__Consigne A__.
Répondez aux questions suivantes sur le texte consacré au cirque du village.
(i) Où le cirque installe-t-il sa tente chaque année ?
(ii) Combien de camions la troupe possède-t-elle ?
(iii) Qu'est-ce qui remplace peu à peu la peinture de ces camions ?
__Consigne B__. Prolongez le récit sur le cirque du village en reprenant juste après sa dernière phrase.

__Texte à lire__.

Petit, je n’aimais déjà pas le cirque.
Avec le temps, ma position n’a pas évolué. Chaque année, à la même période, un cirque miteux posait son unique tente sur la place du village, sortait son chameau centenaire, ses chèvres, ses chiens et donnait l’occasion à sa troupe familiale composée de quelques membres d’enfin se dégourdir les jambes après les kilomètres avalés.
J’ai toujours trouvé ce spectacle (l’installation du chapiteau est un vrai spectacle en soi pour qui prend le temps de regarder) pitoyable et sans réel intérêt. La peinture des deux uniques camions de la troupe se désunissait un peu plus chaque année laissant place à une rouille tenace qui semblait également s’insinuer dans les rides de chaque membre. Ces gens devaient être artistes de cirque par contrainte, comme ces héritages familiaux dont on ne peut refuser la transmission. Ils auraient certainement préféré laisser libre cours à leurs envies d’une vie autre; c’est ce que leurs visages tristes et leurs corps fatigués semblaient dire en tout cas.

__Données d'expressions référentielles__.
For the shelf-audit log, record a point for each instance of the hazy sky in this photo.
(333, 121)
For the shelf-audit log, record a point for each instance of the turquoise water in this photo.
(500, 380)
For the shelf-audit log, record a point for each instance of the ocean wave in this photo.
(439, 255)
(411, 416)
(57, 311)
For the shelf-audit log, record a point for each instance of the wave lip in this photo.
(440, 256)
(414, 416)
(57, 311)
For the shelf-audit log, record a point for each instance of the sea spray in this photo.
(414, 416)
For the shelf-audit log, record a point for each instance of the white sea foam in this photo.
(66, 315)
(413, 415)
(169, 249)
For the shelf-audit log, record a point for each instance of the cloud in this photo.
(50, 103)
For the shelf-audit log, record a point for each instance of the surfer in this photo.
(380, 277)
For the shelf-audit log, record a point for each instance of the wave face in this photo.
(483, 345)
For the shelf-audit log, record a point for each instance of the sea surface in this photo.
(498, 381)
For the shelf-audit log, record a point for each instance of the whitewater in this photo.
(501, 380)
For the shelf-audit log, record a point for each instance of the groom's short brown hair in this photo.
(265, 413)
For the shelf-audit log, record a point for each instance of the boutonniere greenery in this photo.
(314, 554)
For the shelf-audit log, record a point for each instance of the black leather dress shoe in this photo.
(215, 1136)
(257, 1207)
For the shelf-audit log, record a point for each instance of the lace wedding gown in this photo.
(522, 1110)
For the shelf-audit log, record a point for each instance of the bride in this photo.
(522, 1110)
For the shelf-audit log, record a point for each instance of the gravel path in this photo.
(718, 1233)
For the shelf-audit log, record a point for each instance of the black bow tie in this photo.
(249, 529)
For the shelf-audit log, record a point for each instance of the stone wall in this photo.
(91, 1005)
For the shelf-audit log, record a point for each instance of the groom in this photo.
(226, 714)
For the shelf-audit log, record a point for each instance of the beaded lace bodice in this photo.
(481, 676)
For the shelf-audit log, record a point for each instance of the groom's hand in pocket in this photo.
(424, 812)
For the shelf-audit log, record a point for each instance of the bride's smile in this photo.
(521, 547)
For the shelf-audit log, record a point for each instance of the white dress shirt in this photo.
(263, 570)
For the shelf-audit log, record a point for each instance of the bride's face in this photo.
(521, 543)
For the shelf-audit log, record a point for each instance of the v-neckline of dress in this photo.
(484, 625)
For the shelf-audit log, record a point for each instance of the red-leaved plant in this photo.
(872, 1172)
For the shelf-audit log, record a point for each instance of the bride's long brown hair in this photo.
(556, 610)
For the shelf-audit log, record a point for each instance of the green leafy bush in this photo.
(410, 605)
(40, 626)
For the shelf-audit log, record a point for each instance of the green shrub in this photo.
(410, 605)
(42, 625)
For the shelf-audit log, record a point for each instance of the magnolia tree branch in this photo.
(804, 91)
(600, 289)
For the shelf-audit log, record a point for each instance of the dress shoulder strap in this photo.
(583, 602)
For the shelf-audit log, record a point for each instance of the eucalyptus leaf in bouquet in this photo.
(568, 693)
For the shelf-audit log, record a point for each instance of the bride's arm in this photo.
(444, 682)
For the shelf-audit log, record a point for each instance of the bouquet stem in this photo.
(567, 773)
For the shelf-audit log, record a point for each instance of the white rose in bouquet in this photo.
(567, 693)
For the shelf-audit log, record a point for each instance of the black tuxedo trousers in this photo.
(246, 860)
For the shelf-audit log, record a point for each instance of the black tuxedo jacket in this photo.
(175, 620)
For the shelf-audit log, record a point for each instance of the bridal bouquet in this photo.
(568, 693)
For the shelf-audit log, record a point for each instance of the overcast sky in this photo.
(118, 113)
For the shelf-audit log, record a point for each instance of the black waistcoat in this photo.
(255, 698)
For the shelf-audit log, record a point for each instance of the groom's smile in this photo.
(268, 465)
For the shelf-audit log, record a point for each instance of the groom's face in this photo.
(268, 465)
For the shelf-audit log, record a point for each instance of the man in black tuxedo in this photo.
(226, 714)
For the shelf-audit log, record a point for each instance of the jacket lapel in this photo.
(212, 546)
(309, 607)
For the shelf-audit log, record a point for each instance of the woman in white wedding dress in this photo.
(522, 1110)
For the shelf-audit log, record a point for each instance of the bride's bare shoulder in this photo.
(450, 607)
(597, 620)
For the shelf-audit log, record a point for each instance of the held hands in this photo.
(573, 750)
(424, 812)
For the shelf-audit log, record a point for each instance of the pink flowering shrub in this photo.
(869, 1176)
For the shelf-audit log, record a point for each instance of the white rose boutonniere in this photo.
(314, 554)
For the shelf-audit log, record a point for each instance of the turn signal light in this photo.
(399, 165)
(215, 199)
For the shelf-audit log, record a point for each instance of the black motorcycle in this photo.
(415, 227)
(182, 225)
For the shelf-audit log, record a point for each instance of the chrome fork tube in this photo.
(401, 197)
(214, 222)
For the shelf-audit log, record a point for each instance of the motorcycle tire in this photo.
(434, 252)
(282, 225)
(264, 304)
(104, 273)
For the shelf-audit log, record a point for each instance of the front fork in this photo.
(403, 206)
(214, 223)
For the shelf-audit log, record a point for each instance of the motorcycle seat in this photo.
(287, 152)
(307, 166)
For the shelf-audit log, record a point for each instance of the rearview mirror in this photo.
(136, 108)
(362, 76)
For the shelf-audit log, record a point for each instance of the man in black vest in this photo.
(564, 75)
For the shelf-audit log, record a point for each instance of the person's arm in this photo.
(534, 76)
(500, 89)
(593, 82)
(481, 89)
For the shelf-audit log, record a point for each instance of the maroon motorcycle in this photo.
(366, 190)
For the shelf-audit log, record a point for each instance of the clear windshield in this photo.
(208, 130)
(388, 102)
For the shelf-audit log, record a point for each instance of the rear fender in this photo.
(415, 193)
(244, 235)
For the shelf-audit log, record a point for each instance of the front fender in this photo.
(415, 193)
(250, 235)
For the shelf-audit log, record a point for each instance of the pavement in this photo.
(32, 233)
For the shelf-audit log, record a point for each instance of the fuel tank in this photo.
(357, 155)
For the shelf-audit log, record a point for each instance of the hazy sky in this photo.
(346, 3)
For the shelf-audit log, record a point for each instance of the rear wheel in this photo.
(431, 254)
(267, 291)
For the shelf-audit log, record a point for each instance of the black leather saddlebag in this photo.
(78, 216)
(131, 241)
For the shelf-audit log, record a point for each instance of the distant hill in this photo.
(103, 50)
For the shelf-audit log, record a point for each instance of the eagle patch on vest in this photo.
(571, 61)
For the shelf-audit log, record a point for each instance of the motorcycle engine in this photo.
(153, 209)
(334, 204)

__Corrigé A__.
(i) Sur la place du village.
(ii) Deux.
(iii) Une rouille tenace.

__Corrigé B__.
La ménagerie (attraction principale de tout cirque de province, surtout les lions, tigres, éléphants et moins les chèvres quand même) avait largement perdu du poil de la bête et ressemblait plus à un meeting folklorique visant à dénoncer les méfaits commis par je ne sais quel laboratoire pharmaceutique (je ne porte pas de crème de jour, j’aborde donc le problème avec sérénité).
Petit je n’aimais pas le cirque et j’en voulais presque à certains de cautionner cette activité en y allant (et la maltraitance des animaux par la même occasion).
Je n’avais évidemment pas compris que ces troupes ambulantes éprises de liberté exerçaient peut-être un art ancestral, avec les moyens dont elles disposaient et en famille. Je n’avais pas compris non plus que le cirque n’est pas que ces spectacles surannés mais peut se muer en une représentation magique.
Des années après (grand et fort je suis devenu mais surtout plus mature et réfléchi je crois) m’a été offerte une occasion unique de vérifier à quel point mon avis sur la question était erroné. Je travaillais à cette époque pour une grande société (de celles qui ne se meuvent que par décisions d’actionnaires) dont la méthode principale de management consistait à offrir un beau voyage (sous couvert de séjours professionnels naturellement, les agents du fisc sont nos amis) à ses cadres les plus valeureux (ceux qui rapportent beaucoup donc, au mépris de nombreuses valeurs).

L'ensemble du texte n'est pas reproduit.